# GIVEN RECORDS
═══

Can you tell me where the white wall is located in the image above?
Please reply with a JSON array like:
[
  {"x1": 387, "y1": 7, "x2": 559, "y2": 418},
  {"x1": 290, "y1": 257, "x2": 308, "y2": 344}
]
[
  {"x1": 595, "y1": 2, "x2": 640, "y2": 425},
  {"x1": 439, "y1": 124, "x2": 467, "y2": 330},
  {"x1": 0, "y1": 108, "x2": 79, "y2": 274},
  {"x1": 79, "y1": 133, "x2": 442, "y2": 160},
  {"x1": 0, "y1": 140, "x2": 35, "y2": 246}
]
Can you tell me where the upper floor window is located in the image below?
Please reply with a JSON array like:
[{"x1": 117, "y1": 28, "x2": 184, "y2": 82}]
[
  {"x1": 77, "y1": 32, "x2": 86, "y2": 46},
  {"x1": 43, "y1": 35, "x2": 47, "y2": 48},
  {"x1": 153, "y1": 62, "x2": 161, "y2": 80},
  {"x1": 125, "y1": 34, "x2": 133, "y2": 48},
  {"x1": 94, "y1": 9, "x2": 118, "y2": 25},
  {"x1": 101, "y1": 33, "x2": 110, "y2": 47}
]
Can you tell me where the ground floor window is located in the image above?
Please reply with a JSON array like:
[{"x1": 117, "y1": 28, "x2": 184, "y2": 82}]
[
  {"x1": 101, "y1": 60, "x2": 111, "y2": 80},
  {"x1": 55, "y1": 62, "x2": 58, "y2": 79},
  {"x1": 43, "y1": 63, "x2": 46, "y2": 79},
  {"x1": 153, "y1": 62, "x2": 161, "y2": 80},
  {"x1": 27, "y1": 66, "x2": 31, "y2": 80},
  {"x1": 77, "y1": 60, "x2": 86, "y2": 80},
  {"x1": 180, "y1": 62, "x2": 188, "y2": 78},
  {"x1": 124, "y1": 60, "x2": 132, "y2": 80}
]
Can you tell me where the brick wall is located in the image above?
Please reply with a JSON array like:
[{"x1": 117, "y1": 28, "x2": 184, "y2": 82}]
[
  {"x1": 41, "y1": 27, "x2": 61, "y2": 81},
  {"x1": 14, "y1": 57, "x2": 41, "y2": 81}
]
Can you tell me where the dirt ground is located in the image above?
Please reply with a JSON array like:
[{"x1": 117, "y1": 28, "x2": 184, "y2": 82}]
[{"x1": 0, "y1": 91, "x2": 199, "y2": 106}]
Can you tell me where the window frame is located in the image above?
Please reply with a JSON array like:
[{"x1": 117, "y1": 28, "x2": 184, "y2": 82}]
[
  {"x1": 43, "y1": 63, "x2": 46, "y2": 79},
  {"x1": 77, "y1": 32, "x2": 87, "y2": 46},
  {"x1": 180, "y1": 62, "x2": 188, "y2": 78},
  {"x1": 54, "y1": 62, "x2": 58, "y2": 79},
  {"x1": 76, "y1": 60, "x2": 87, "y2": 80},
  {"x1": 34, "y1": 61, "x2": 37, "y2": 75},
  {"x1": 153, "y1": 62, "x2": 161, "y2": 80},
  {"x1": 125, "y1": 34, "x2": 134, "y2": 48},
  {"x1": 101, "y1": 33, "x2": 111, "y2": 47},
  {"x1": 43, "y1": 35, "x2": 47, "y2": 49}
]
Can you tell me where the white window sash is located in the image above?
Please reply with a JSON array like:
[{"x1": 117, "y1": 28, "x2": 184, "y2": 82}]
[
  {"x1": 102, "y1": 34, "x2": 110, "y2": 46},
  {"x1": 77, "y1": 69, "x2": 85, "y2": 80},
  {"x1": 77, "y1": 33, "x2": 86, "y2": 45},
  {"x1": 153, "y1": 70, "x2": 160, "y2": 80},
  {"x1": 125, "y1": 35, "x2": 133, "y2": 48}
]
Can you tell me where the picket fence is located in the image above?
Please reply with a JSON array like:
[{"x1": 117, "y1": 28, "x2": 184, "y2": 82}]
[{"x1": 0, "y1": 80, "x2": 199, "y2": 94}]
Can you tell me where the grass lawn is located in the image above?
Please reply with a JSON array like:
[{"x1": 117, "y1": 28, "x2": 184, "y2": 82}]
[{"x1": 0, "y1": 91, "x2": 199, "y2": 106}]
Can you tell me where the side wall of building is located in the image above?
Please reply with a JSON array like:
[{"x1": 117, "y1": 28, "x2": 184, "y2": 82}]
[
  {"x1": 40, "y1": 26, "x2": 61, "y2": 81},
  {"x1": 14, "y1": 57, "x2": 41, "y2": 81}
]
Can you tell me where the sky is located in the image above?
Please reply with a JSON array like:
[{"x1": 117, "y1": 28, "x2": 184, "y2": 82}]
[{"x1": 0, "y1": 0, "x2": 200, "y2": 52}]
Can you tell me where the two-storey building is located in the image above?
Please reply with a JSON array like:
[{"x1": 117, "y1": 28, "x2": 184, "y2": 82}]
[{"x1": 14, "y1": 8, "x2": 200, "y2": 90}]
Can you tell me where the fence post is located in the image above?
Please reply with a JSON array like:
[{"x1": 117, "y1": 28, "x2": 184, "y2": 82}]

═══

# TASK TO COMPLETE
Please report every line in the entries above that holds the string "window".

# YOUR SOLUTION
Can you tell me where the upper floor window is located in the image below?
Can you tell me where the ground floor window is located in the image above?
Can you tell me where the window frame is located in the image above?
Can you tell me where the white window sash is located in the image above?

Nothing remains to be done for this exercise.